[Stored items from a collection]
— begin —

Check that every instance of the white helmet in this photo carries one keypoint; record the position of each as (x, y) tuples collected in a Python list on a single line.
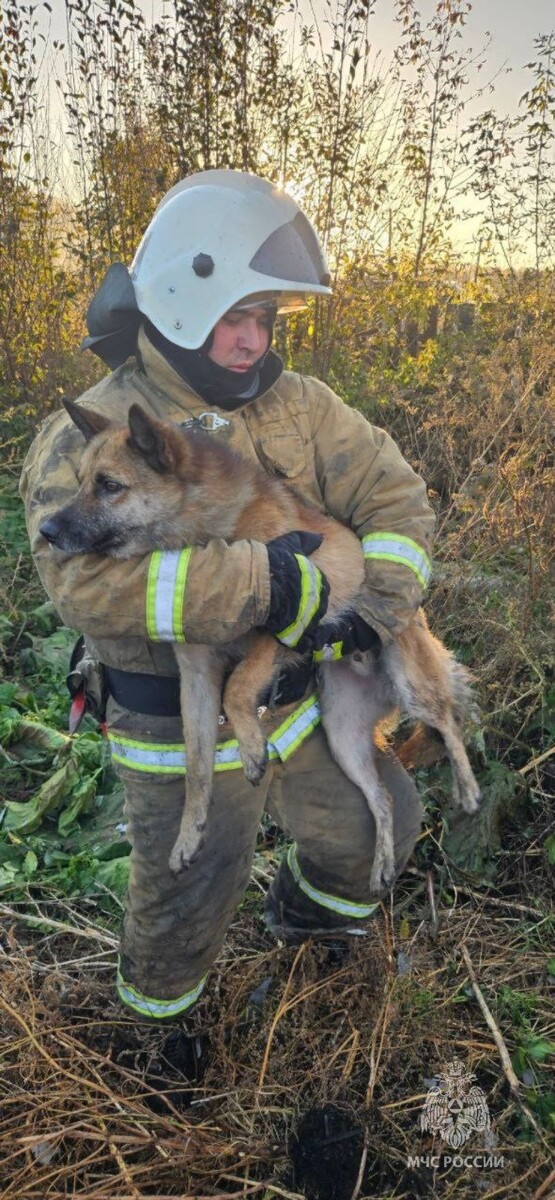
[(219, 240)]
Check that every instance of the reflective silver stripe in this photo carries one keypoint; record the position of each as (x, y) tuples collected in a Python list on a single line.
[(160, 1008), (310, 595), (335, 904), (165, 594), (293, 732), (166, 759), (147, 756), (397, 549)]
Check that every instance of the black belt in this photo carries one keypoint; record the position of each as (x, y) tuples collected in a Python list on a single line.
[(159, 695), (151, 695)]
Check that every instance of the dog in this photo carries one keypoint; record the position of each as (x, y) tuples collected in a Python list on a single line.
[(151, 485)]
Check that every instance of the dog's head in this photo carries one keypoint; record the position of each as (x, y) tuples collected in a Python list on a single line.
[(132, 479)]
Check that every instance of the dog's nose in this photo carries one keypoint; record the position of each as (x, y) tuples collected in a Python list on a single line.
[(51, 531)]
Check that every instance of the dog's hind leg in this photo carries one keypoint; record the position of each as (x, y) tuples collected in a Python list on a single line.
[(201, 682), (431, 687), (244, 687), (354, 697)]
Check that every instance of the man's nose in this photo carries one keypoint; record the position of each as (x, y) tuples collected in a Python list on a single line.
[(252, 337)]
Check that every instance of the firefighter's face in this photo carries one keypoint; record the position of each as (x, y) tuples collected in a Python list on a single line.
[(240, 337)]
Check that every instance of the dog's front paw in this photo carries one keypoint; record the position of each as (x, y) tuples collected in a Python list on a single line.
[(186, 850), (254, 766), (382, 875), (470, 797)]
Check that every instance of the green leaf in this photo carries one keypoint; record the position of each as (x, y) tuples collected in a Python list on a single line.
[(82, 799), (30, 863), (549, 850), (9, 873), (27, 817), (541, 1049)]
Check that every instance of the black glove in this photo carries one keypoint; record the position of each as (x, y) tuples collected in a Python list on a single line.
[(298, 591), (335, 639)]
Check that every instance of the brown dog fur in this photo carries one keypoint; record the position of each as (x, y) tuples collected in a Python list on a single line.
[(154, 486)]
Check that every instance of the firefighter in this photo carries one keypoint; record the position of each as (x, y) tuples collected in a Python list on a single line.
[(186, 331)]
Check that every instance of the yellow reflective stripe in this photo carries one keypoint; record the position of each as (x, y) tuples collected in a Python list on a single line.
[(394, 547), (154, 567), (310, 594), (329, 653), (179, 594), (166, 594), (160, 1008), (169, 757), (335, 904), (291, 735)]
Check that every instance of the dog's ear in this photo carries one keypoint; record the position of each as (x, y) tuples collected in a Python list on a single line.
[(151, 439), (89, 423)]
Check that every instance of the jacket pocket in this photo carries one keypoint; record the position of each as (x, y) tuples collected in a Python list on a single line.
[(281, 451)]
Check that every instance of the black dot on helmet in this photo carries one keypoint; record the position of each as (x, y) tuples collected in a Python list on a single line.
[(203, 265)]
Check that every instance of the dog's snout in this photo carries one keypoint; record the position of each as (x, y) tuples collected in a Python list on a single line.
[(49, 531)]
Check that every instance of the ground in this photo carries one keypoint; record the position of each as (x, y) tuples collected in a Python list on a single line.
[(303, 1072)]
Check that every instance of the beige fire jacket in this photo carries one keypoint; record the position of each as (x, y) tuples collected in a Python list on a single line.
[(133, 610)]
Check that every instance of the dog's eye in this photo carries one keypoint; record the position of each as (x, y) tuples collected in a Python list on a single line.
[(109, 485)]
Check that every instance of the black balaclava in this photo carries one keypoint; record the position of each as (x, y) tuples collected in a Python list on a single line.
[(215, 384)]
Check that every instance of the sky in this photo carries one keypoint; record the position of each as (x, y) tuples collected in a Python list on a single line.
[(505, 29), (512, 25)]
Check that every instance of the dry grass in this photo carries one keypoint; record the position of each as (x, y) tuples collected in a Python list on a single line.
[(358, 1037)]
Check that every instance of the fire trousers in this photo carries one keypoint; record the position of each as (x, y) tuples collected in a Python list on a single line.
[(174, 925)]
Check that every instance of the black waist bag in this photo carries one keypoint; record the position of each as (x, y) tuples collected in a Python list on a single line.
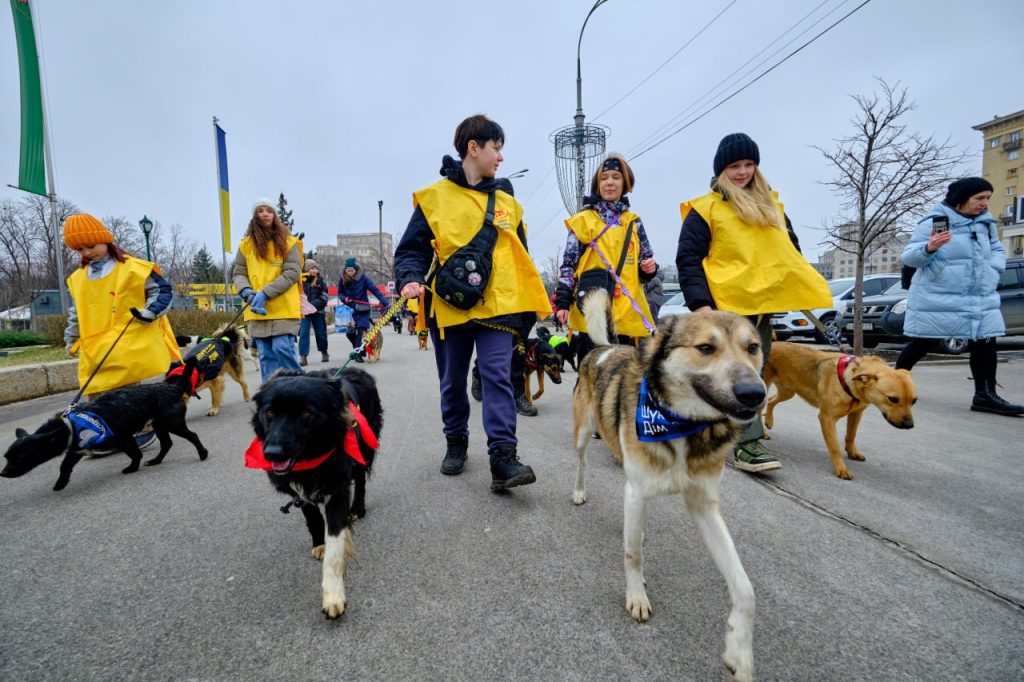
[(599, 278), (461, 281)]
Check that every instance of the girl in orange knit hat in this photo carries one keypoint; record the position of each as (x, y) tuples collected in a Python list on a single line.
[(108, 291)]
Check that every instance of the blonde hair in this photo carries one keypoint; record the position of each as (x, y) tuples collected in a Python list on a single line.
[(753, 204)]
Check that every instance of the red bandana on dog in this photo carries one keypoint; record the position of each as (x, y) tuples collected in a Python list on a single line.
[(256, 460)]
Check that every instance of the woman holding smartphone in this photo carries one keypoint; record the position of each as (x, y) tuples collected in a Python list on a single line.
[(960, 258)]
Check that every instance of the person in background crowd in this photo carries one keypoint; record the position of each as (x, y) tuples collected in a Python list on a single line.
[(953, 291), (314, 289), (353, 290)]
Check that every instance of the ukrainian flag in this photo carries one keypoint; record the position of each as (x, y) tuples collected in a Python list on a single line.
[(225, 207)]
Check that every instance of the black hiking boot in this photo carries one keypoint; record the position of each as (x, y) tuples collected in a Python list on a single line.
[(475, 388), (455, 457), (523, 407), (506, 469), (988, 400)]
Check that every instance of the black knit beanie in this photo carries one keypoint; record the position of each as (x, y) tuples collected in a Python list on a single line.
[(966, 187), (735, 147)]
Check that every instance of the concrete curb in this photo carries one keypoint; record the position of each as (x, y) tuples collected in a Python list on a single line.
[(31, 381)]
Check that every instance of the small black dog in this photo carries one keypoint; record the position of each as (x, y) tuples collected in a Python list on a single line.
[(314, 436), (112, 419)]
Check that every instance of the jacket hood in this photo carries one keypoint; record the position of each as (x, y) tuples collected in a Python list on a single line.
[(452, 169), (955, 218)]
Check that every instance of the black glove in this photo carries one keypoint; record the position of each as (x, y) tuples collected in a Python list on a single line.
[(142, 315)]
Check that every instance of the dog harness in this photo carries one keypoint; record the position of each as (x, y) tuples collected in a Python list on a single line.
[(210, 356), (655, 422), (88, 429), (359, 430), (844, 363)]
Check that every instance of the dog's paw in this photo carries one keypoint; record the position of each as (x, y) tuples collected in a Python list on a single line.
[(639, 606)]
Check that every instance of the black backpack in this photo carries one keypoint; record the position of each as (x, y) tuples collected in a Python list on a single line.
[(461, 281)]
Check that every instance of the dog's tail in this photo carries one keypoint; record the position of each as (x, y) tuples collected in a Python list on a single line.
[(597, 312)]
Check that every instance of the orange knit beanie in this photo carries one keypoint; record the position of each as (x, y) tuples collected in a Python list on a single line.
[(82, 229)]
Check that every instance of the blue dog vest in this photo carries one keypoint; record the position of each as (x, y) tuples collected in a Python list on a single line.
[(88, 430), (656, 423)]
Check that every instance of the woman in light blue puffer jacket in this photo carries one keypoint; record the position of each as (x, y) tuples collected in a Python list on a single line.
[(953, 294)]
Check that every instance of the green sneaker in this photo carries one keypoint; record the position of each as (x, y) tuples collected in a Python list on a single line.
[(754, 457)]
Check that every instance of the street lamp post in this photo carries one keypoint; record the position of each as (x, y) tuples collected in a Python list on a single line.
[(380, 235), (146, 226)]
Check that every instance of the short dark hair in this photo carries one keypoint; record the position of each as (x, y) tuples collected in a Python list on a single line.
[(478, 128)]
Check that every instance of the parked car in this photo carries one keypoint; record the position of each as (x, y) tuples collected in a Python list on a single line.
[(677, 306), (842, 290), (883, 315)]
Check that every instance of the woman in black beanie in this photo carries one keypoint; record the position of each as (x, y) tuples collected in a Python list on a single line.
[(737, 252), (953, 291)]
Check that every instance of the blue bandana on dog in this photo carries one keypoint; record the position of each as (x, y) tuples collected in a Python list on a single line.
[(656, 423), (89, 429)]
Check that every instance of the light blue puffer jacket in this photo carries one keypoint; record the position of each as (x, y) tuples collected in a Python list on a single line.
[(953, 291)]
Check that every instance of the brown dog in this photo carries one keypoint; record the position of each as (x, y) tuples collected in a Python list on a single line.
[(839, 386)]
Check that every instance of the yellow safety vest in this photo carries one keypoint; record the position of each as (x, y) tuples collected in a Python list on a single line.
[(456, 215), (103, 308), (587, 225), (755, 269), (262, 272)]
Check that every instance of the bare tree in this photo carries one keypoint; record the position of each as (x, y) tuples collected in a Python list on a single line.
[(887, 176)]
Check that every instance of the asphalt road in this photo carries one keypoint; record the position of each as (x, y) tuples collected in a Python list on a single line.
[(189, 571)]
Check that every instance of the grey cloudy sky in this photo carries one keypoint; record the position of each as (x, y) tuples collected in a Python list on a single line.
[(339, 104)]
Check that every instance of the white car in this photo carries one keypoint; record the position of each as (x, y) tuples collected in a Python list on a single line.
[(842, 290)]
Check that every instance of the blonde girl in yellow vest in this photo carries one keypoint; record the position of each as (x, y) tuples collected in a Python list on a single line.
[(107, 292), (266, 272), (737, 252), (606, 218)]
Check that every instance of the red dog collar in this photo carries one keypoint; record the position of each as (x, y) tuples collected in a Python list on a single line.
[(844, 363), (256, 460)]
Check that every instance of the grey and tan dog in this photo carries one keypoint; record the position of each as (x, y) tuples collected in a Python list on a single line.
[(671, 414)]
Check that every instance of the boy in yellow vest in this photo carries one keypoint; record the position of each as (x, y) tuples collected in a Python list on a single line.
[(448, 215)]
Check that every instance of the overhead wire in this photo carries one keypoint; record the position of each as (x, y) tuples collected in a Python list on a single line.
[(729, 81), (749, 84)]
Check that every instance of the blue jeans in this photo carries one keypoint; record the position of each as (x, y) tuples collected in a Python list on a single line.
[(494, 350), (275, 352), (318, 323)]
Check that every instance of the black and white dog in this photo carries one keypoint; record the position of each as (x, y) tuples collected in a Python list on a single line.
[(315, 435), (112, 419)]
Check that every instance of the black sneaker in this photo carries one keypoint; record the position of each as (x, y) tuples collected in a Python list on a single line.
[(475, 389), (455, 457), (523, 407), (506, 469)]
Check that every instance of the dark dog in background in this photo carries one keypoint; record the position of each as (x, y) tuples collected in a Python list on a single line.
[(216, 355), (541, 359), (113, 418), (315, 435)]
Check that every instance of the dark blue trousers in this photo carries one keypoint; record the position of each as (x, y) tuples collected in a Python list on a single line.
[(494, 352)]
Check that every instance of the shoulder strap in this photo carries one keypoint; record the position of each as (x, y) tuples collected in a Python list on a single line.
[(626, 248)]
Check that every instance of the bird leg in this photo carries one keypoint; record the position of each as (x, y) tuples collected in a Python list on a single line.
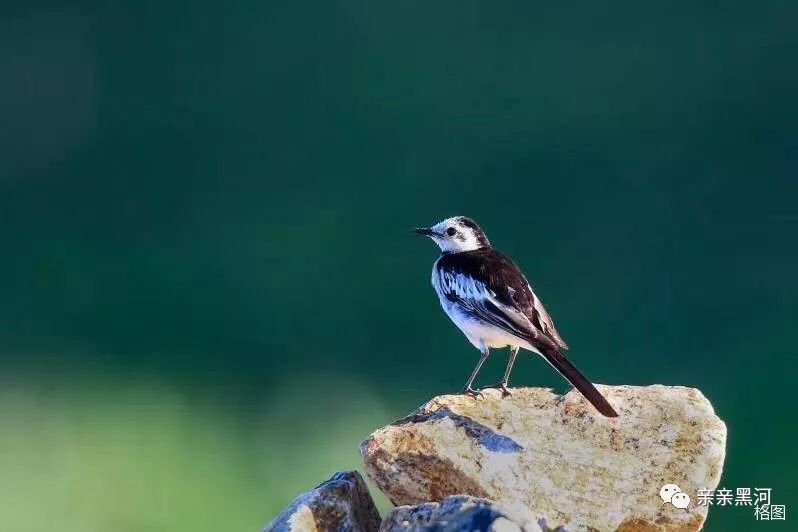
[(467, 389), (502, 385)]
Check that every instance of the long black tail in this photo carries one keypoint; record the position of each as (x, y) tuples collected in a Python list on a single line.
[(579, 381)]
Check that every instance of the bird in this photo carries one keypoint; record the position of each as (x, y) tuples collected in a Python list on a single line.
[(490, 300)]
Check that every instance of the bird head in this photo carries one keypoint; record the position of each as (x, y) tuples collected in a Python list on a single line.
[(456, 234)]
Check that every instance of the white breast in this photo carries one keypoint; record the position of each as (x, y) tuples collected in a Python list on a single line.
[(477, 331)]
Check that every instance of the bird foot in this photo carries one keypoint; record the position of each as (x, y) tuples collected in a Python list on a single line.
[(500, 386), (476, 394)]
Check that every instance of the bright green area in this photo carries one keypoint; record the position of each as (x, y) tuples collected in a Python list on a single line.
[(208, 292)]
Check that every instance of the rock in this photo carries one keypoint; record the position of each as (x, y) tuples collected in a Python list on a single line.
[(341, 503), (556, 456), (465, 513)]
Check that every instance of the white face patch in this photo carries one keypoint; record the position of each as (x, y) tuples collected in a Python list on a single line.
[(453, 236)]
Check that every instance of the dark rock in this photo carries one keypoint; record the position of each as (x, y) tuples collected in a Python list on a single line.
[(340, 504), (462, 513)]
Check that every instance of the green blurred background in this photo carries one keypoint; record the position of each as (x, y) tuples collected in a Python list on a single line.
[(208, 292)]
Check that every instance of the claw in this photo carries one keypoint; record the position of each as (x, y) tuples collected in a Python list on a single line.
[(500, 386), (476, 394)]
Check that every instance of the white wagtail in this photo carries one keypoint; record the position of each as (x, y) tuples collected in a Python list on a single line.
[(489, 299)]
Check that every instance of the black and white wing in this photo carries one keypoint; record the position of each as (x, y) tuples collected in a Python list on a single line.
[(492, 288)]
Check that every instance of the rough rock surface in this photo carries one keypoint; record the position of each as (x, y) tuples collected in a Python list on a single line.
[(556, 456), (341, 503), (464, 513)]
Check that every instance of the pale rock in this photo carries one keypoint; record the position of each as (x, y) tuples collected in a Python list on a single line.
[(341, 503), (463, 513), (557, 457)]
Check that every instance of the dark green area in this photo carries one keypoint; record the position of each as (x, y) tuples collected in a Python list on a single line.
[(213, 201)]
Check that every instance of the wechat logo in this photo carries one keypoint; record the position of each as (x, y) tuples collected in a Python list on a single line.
[(671, 493)]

— end —

■ WORK TO BE COMPLETED
Rename "pale rock" as "light gray rock" in the material from the line with "Check that every instance of the pale" through the end, and give those lines back with nothing else changed.

■ FULL RESPONSE
Check that every instance of the light gray rock in this photo carries one keypoint; record the position of each as (x, y) tuples collected in a Python list on a single line.
[(341, 503), (463, 513), (557, 457)]
Check that every instance of the dark green area in this photo carries one keypoint; record the position of each as (x, y) tuples collected in a Python list on a single line.
[(213, 201)]
Check that every instance of the wechat logo in this photo carries one keypoint; record the position of each as (x, y) tuples collected in a Python list on a single line.
[(671, 493)]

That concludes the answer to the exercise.